**Document excerpt**.
+--

Using an LG G7 Snapdragon 845 with a Razer Kishi gamepad and holy crap dudes, this runs amazing!
Played through and completed the first level of Rez with like, one minor lag-skip in the middle of the stage for a second or so then it was fine.
Played Family Guy this morning and there's some minor lag spikes but overall fantastic performance.

This is a Damon-killer. No wonder he was freaking out.


----------



## Gronbar (Dec 5, 2021)

chocoboss said:


> Has someone tested it on snapdragon 732G ? ( Redmi note 10 pro 4G )


On snap 750 (moto g 5g) after tweaking  works ok.
Here's guide im using


----------



## the_randomizer (Dec 5, 2021)

Nerdtendo said:


> I mean to be fair it DOES work better rn. I'm also not sure this is the place to be arguing the morality of using stolen goods



Daemon PS2 is a garbage emulator, let's be honest.

+--

**Point-labeling examples**.
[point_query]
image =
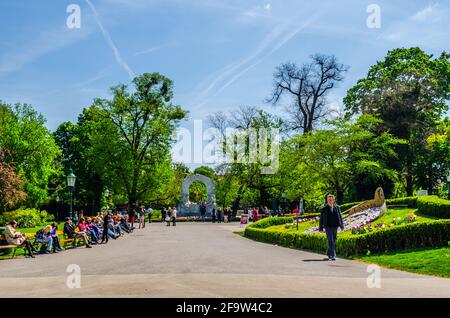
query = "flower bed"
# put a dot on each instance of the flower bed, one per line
(366, 228)
(412, 235)
(434, 206)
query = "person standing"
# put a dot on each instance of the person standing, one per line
(331, 220)
(163, 214)
(174, 216)
(169, 216)
(213, 215)
(106, 219)
(219, 215)
(132, 215)
(141, 217)
(203, 211)
(150, 213)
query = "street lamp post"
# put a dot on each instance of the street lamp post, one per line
(448, 184)
(57, 207)
(71, 178)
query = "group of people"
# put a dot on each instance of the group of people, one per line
(218, 215)
(91, 230)
(47, 235)
(169, 215)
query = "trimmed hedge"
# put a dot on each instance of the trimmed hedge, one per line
(347, 206)
(434, 206)
(411, 202)
(424, 234)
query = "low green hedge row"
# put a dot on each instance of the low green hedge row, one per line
(347, 206)
(413, 235)
(26, 218)
(411, 202)
(434, 206)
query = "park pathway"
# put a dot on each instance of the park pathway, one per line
(203, 260)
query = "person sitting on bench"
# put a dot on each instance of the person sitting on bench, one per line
(93, 230)
(14, 237)
(69, 230)
(54, 235)
(43, 236)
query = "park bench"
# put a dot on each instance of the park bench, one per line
(5, 247)
(397, 206)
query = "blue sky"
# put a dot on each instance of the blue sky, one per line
(220, 54)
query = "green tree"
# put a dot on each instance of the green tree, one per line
(134, 131)
(30, 148)
(253, 185)
(337, 159)
(408, 91)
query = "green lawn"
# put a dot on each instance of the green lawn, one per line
(431, 261)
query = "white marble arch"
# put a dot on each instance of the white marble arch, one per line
(210, 192)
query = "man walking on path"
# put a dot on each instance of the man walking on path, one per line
(150, 213)
(330, 220)
(106, 219)
(141, 217)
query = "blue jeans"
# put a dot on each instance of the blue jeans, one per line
(331, 237)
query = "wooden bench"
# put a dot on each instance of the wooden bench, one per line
(5, 247)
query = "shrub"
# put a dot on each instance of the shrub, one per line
(413, 235)
(411, 202)
(26, 218)
(347, 206)
(434, 206)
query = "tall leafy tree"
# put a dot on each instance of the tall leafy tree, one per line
(408, 91)
(338, 158)
(248, 173)
(30, 148)
(134, 132)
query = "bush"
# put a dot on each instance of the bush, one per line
(26, 218)
(413, 235)
(411, 202)
(434, 206)
(347, 206)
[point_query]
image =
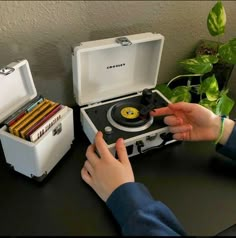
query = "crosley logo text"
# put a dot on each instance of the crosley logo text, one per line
(115, 66)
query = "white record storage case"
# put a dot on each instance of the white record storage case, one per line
(109, 69)
(33, 159)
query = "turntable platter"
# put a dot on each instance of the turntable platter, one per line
(125, 116)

+--

**Requirement A**.
Answer these questions about the forum thread:
(i) Which gamepad does the first poster use with the LG G7?
(ii) Which phone with a Snapdragon 750 does Gronbar mention?
(iii) Which emulator does the_randomizer call a garbage emulator?
**Requirement B**. Please output the passage of the forum thread that begins at the words "Played through and" and stops after "overall fantastic performance.".

**Full response A**.
(i) A Razer Kishi
(ii) The moto g 5g
(iii) Daemon PS2

**Full response B**.
Played through and completed the first level of Rez with like, one minor lag-skip in the middle of the stage for a second or so then it was fine.
Played Family Guy this morning and there's some minor lag spikes but overall fantastic performance.